#### Task goal:
Only the lines from the one containing "Query: man's hand on handlebar" to the end of the data are wanted; print them exactly as they appear.

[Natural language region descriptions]
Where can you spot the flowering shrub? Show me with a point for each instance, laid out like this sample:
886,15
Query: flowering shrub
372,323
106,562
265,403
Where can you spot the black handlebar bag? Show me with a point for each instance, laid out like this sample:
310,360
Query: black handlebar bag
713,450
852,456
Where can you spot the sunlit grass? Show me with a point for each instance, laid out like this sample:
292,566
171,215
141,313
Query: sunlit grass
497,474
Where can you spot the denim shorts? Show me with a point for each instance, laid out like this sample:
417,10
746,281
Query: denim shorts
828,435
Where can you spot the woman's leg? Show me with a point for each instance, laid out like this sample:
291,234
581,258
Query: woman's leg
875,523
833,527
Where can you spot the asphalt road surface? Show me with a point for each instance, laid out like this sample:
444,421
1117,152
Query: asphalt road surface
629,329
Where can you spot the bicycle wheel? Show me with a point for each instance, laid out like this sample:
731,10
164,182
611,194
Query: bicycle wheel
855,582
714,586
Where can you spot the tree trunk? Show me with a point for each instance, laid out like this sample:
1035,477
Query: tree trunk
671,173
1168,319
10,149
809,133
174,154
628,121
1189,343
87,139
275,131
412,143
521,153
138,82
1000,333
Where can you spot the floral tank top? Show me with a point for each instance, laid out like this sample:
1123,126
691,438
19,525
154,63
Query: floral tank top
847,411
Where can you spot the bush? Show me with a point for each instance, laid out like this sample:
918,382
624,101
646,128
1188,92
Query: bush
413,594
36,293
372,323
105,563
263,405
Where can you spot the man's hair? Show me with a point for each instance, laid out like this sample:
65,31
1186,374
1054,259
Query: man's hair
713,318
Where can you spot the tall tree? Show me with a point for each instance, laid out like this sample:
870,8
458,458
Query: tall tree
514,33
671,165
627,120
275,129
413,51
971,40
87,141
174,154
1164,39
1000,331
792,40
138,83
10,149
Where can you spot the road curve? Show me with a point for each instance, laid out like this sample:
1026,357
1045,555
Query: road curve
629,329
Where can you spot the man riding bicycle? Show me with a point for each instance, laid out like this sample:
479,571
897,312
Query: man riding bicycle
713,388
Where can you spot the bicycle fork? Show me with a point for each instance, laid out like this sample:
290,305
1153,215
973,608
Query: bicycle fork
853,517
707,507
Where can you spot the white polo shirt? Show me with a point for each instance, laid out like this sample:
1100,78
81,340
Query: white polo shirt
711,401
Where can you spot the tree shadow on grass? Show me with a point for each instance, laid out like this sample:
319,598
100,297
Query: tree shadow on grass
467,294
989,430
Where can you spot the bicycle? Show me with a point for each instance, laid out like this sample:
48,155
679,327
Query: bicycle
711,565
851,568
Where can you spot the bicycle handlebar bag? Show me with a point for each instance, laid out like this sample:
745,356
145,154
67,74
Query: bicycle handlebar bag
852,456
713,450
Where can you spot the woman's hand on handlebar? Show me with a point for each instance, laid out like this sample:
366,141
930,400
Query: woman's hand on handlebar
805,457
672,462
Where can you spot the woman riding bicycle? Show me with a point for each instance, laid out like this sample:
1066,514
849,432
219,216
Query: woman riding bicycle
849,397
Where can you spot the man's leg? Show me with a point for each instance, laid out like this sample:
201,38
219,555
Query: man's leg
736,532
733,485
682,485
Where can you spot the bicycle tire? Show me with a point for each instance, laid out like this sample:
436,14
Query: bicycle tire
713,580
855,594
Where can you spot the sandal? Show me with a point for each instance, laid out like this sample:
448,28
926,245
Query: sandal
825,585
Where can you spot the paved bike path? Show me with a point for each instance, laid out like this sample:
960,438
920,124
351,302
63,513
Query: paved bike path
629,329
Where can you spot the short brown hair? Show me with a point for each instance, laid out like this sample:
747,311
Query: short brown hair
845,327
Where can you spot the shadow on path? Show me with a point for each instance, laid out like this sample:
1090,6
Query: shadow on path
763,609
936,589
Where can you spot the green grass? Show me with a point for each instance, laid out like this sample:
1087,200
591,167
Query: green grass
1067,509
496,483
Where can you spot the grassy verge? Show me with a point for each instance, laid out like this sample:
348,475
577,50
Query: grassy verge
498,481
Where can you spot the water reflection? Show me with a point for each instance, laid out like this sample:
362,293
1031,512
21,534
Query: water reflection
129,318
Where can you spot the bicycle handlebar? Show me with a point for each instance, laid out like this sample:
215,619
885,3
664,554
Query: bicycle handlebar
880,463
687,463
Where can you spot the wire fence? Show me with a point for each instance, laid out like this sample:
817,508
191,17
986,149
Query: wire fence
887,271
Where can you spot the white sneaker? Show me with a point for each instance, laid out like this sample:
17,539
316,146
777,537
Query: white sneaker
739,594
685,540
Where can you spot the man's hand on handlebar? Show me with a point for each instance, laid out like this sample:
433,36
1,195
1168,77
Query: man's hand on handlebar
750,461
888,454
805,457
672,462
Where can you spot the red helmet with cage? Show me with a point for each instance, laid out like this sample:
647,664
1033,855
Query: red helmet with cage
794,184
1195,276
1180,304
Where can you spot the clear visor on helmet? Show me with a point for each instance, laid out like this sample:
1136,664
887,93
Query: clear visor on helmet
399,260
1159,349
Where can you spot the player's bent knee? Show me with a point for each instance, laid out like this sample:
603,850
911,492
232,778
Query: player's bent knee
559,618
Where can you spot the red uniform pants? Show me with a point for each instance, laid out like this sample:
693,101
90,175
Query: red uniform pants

#### Answer for the task:
Query: man's hand on handlebar
750,461
888,454
805,457
672,462
Where can you spot the red helmet with cage? Show me with a point for each instance, laid out like this sample:
647,664
1033,855
Query: red helmet with cage
794,184
1195,276
1180,304
Where can you spot the clear visor on helmet? Show me with a point for each instance, laid out like this sample:
1136,664
887,93
Query: clear visor on helmet
399,260
1159,349
Where can you spot the player's bent knee? Show me with a point for each instance, laid out like this sample:
603,850
911,492
232,778
Query: player's bent knee
559,618
Where can you spot the red uniform pants? Show me with a point for each instance, laid out like this sample:
693,101
90,175
Query: red uniform pants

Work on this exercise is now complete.